__Extrait du document__.
———

Ne peut-on vivre que de virtuel ?

Cette question (à laquelle je n’ai pas la prétention d’apporter une réponse), sera je pense, au centre des débats des prochaines années. En attendant ce futur débat, il est déjà intéressant de se demander ce qui motive un joueur de monde virtuel à passer autant de temps dans une construction visuelle, sonore et émotionnelle, faite d’électrons.

Quel intérêt trouver à parcourir Second Life ou Kaneva ? Pourquoi passer autant de nuits sur WOW ? Quel idée de décorer sa chambre sur Gaia ? Quels processus mentaux vont permettre à un être humain de passer plus de la moitié de sa vie, les yeux rivés sur son écran à vivre une autre vie par procuration ?

Afin d’essayer de répondre à cette question je suis parti de la base, c’est-à-dire de la théorie de la pyramide des besoins d’Abrahma Maslow élaborée dans les années 40. Cette théorie est évidement critiquable, mais elle a le mérite de poser une base de travail stable. Selon Maslow, l’homme recherche à satisfaire 5 types de besoins hiérarchisés. Il commencera par les besoins les plus importants (les besoins physiologiques, et les besoins de sécurité), avant d’essayer de satisfaire des besoins plus immatériels (les besoins de reconnaissance et d’appartenance sociale, les besoins d’estime et enfin, les besoins d’auto-réalisation).

A partir de cette hiérarchie simple, j’ai cherché à voir où les mondes virtuels pouvaient intervenir. Ca a donné le schéma ci-dessous.

———

__Données fournies__.
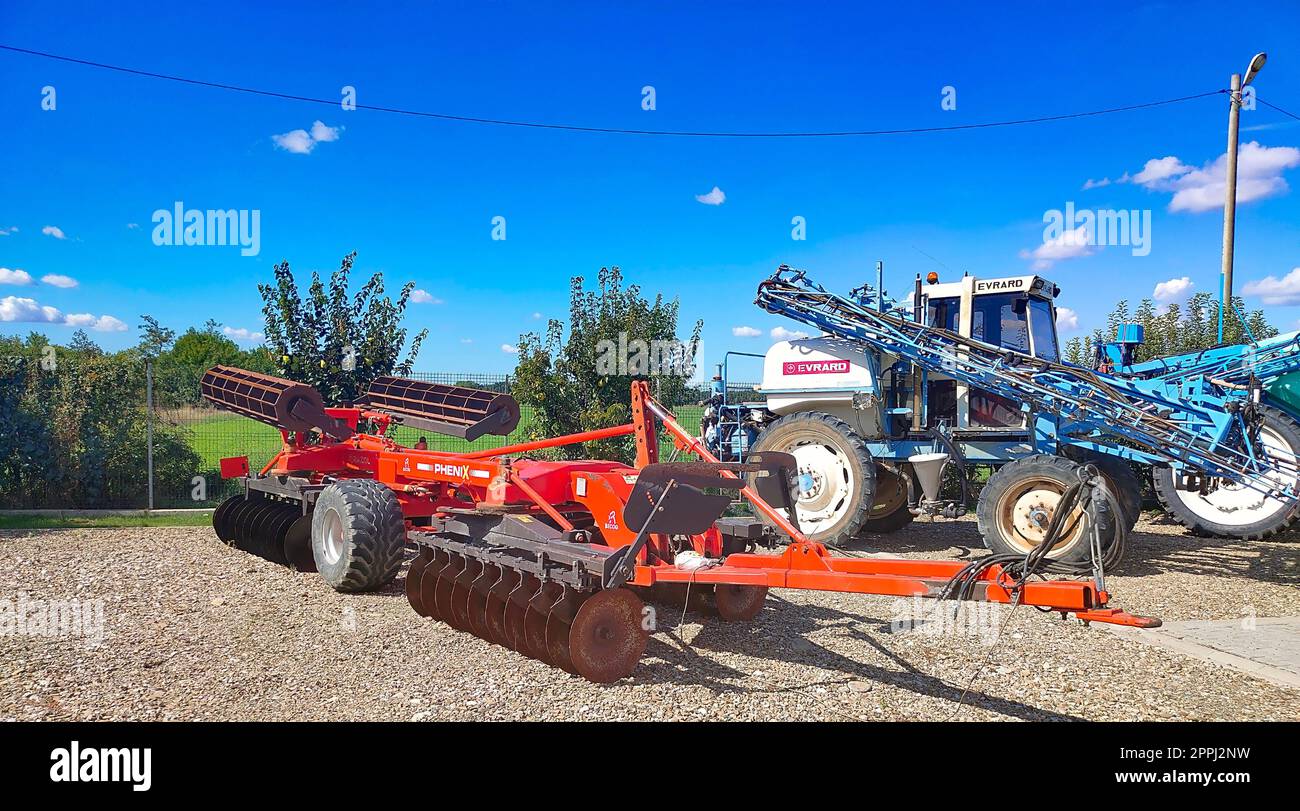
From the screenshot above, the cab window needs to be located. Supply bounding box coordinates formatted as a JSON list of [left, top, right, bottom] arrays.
[[1030, 299, 1061, 361]]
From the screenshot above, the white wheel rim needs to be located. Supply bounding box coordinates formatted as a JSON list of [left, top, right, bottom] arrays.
[[769, 439, 855, 535], [321, 511, 343, 563], [1174, 425, 1296, 526], [995, 477, 1088, 558]]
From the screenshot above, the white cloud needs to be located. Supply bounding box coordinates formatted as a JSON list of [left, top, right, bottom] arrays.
[[0, 296, 64, 324], [1132, 140, 1300, 213], [1151, 276, 1196, 303], [0, 268, 31, 285], [1242, 268, 1300, 304], [0, 296, 126, 333], [1057, 307, 1079, 333], [312, 121, 343, 143], [696, 186, 727, 205], [40, 273, 78, 290], [64, 313, 126, 333], [270, 121, 343, 155], [221, 326, 267, 343], [1021, 225, 1097, 270]]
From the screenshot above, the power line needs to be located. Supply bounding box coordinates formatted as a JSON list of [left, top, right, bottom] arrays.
[[1255, 96, 1300, 121], [0, 44, 1227, 138]]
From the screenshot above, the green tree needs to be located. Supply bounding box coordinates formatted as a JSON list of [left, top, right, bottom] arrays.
[[512, 266, 703, 460], [257, 252, 428, 403]]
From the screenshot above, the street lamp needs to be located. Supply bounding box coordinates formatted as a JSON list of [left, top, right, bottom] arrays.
[[1218, 52, 1269, 343]]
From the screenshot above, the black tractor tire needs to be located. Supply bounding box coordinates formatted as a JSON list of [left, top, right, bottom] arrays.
[[862, 465, 917, 535], [975, 454, 1127, 568], [1151, 406, 1300, 541], [750, 411, 876, 546], [312, 478, 406, 591], [1066, 448, 1141, 532]]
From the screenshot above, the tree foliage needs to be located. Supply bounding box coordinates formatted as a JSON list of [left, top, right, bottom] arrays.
[[512, 266, 703, 460], [257, 252, 428, 403], [1065, 292, 1278, 367], [0, 333, 203, 508]]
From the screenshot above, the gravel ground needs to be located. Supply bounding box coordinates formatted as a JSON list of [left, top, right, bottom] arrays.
[[0, 520, 1300, 720]]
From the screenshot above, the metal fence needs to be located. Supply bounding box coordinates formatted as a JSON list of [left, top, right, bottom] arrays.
[[0, 372, 755, 509]]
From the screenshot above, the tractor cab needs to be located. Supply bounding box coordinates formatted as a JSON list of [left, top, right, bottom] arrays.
[[922, 274, 1061, 430]]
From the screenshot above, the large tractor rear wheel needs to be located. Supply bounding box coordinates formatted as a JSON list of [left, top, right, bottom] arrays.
[[312, 478, 406, 591], [975, 455, 1127, 567], [754, 411, 876, 546], [1152, 406, 1300, 541], [862, 467, 917, 535]]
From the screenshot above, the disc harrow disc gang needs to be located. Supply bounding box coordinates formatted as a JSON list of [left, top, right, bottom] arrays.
[[546, 589, 584, 673], [406, 546, 433, 616], [568, 589, 650, 684]]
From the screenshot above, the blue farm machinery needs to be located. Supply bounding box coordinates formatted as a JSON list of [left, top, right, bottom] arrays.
[[702, 265, 1300, 567]]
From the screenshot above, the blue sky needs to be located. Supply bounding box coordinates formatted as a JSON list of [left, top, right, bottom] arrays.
[[0, 1, 1300, 372]]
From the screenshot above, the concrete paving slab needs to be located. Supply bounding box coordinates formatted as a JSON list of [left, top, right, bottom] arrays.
[[1106, 616, 1300, 688]]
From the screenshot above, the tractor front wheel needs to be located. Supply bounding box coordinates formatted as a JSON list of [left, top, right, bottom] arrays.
[[312, 478, 406, 591], [975, 455, 1127, 567], [750, 411, 876, 546], [1152, 406, 1300, 541]]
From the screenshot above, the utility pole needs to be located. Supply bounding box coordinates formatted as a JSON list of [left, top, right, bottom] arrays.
[[1218, 52, 1269, 343]]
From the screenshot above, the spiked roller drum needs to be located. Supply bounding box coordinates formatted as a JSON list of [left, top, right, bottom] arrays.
[[199, 367, 352, 439], [365, 376, 519, 439]]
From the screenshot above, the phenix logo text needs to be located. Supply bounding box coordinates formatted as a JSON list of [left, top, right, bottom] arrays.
[[153, 200, 261, 256], [49, 741, 153, 792]]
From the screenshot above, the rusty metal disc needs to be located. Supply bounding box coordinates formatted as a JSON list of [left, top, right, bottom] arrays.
[[506, 572, 541, 656], [569, 589, 650, 684], [212, 495, 243, 543], [484, 567, 519, 647], [546, 589, 585, 673], [433, 552, 465, 628], [465, 563, 501, 642], [406, 546, 433, 616], [451, 558, 484, 633], [420, 550, 451, 620], [281, 511, 316, 572], [524, 582, 563, 664], [714, 584, 767, 623]]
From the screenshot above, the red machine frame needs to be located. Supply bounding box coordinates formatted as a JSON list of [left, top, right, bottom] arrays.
[[222, 381, 1160, 628]]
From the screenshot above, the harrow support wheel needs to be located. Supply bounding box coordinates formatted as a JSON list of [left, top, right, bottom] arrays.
[[282, 512, 317, 572], [406, 546, 433, 616], [312, 478, 406, 591], [714, 584, 767, 623], [568, 589, 650, 684]]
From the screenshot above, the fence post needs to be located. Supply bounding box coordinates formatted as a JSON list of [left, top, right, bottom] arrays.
[[144, 357, 153, 512]]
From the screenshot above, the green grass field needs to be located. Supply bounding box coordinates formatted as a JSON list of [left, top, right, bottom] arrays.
[[0, 511, 212, 529]]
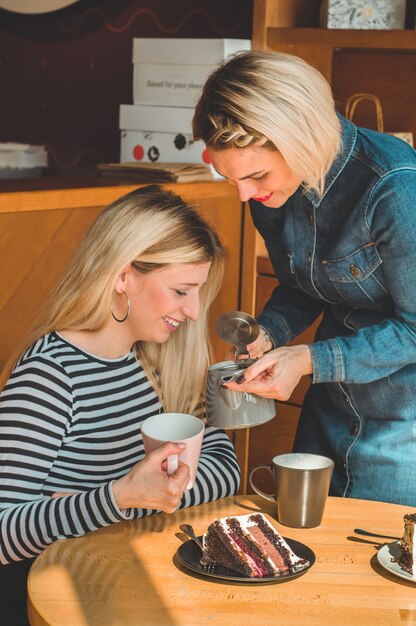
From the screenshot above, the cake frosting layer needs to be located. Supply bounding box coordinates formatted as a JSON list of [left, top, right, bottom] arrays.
[[397, 513, 416, 578], [203, 513, 308, 578]]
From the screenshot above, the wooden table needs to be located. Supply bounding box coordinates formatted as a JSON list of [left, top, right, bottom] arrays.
[[28, 496, 416, 626]]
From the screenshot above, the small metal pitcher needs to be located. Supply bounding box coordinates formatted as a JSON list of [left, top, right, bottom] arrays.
[[206, 360, 276, 429]]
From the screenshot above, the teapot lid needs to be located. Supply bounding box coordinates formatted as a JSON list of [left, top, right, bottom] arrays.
[[215, 311, 260, 353]]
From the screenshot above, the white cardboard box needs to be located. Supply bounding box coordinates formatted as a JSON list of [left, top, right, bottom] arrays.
[[120, 130, 209, 163], [133, 37, 251, 67], [133, 63, 212, 107], [119, 104, 195, 135]]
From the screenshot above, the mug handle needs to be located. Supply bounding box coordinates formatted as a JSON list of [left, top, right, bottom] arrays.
[[166, 454, 179, 476], [248, 465, 276, 502]]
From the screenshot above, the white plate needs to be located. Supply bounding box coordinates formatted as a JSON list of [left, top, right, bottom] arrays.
[[377, 541, 416, 583]]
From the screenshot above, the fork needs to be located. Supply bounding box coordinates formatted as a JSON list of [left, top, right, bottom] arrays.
[[179, 524, 217, 572]]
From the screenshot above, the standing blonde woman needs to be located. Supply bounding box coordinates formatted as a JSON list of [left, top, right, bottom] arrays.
[[0, 186, 239, 626], [193, 51, 416, 506]]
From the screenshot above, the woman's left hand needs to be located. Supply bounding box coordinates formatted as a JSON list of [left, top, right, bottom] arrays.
[[224, 345, 312, 400]]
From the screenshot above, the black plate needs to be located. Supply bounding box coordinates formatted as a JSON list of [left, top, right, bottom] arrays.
[[176, 536, 316, 583]]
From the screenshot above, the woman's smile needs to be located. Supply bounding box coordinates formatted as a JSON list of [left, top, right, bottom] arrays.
[[208, 146, 302, 208]]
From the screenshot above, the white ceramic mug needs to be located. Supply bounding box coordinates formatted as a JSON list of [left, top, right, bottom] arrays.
[[141, 413, 205, 489]]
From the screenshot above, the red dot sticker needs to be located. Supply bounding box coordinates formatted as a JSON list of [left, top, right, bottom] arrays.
[[202, 148, 211, 165], [133, 145, 144, 161]]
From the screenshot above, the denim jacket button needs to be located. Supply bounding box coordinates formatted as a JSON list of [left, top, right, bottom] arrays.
[[350, 422, 359, 436]]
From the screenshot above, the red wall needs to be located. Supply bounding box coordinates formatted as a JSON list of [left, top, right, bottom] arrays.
[[0, 0, 253, 175]]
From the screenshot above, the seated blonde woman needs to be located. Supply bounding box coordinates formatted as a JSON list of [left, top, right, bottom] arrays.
[[0, 186, 239, 626]]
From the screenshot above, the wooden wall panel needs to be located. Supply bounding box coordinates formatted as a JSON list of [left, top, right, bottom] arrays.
[[247, 402, 300, 493], [0, 182, 243, 371]]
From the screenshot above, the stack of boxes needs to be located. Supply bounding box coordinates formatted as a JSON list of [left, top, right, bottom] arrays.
[[119, 38, 251, 163]]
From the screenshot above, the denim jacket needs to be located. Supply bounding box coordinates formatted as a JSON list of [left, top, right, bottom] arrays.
[[250, 115, 416, 506]]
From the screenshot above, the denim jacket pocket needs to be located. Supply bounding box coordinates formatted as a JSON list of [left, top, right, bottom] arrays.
[[322, 242, 387, 308]]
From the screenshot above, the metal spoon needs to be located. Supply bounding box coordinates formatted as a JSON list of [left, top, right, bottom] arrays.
[[354, 528, 400, 541], [179, 524, 204, 552], [179, 524, 217, 572]]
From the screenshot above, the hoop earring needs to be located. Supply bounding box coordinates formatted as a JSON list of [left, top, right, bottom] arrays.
[[110, 291, 130, 324]]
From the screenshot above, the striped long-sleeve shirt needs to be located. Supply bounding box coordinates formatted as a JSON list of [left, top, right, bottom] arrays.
[[0, 333, 240, 564]]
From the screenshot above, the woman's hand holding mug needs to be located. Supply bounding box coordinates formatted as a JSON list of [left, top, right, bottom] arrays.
[[113, 442, 190, 513]]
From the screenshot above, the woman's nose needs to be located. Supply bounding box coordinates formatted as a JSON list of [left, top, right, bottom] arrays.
[[236, 180, 257, 202], [182, 297, 201, 320]]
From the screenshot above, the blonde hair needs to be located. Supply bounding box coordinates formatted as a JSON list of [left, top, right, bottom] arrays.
[[16, 185, 225, 412], [193, 50, 341, 195]]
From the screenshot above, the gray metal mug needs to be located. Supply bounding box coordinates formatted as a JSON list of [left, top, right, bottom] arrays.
[[249, 452, 334, 528]]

———

__Tâche à réaliser__. Poursuivez le texte sur les mondes virtuels et la pyramide de Maslow à partir de sa dernière phrase. Les lignes n'interviennent en rien dans ce travail.

__Réponse attendue__.
Pyramide Maslow virtuelle

Il s’avère, selon moi (mais je suis ouvert à toute critique) que les mondes virtuels peuvent subvenir aux 3 derniers besoins de l’être humain : besoins de reconnaissance et d’appartenance sociale, besoins d’estime et besoins d’auto-réalisation.

Attention, je ne parle pas du tout de « qualité » de réponse à ces besoins. Ce critère de qualité (ma vie réelle est meilleure que ta vie virtuelle) est, je pense, assez difficile à mesurer : allez me dire quel statut social est le plus valorisant ? Chef d’atelier chez Uzinor, professeur de mathématiques de collège ou bien nain barbare niveau 54 sur WOW, ou encore Top modèle sur SL ?

Evidement ce niveau social dépend de votre environnement. Le chef d’atelier chez Uzinor a un statut social plus valorisant que ses ouvriers et ceux-ci l’écoutent à la machine à café. Le professeur de mathématiques, en tant que fonctionnaire de l’état, peut être conscient et fier de sa mission pédagogique. Néanmoins, devant la plupart des jeunes, il n’est qu’une contrainte rébarbative dans leur vie. Le nain barbare niveau 54 sera le guide de beaucoup de jeunes aventuriers sur WOW, mais il sera juste la massue providentielle accompagné par un magicien niveau 70. Quant à la top modèle, elle n’est finalement qu’un avatar bien habillée. Mais quand elle se retrouve en couverture d’un magazine, elle devient une star.

En conclusion, il faudrait maintenant réfléchir aux différentes façons de réaliser ces 3 catégories de besoins dans les différents univers virtuels. Par exemple comment obtenir un statut social sur SL (besoin d’appartenance) ou sortir du lot sur WOW (besoin de reconnaissance) ?
Il faudrait également voir comment les univers peuvent jouer sur ces différents besoins pour s’intégrer dans le cheminement personnel de leurs résidents ou joueurs. Et évidement, comment les marques peuvent elles-aussi tirer profit de ces comportements.

Pour finir, quelques billets qui évoquent la même problématique (mais traitée de manière différente) :
La pyramide de Maslow de l’avatar (sur le blog de Daneel Ariantho)
Metaxis (du même Daneel Ariantho) qui évoque encore les avatars et leur relation avec le réel.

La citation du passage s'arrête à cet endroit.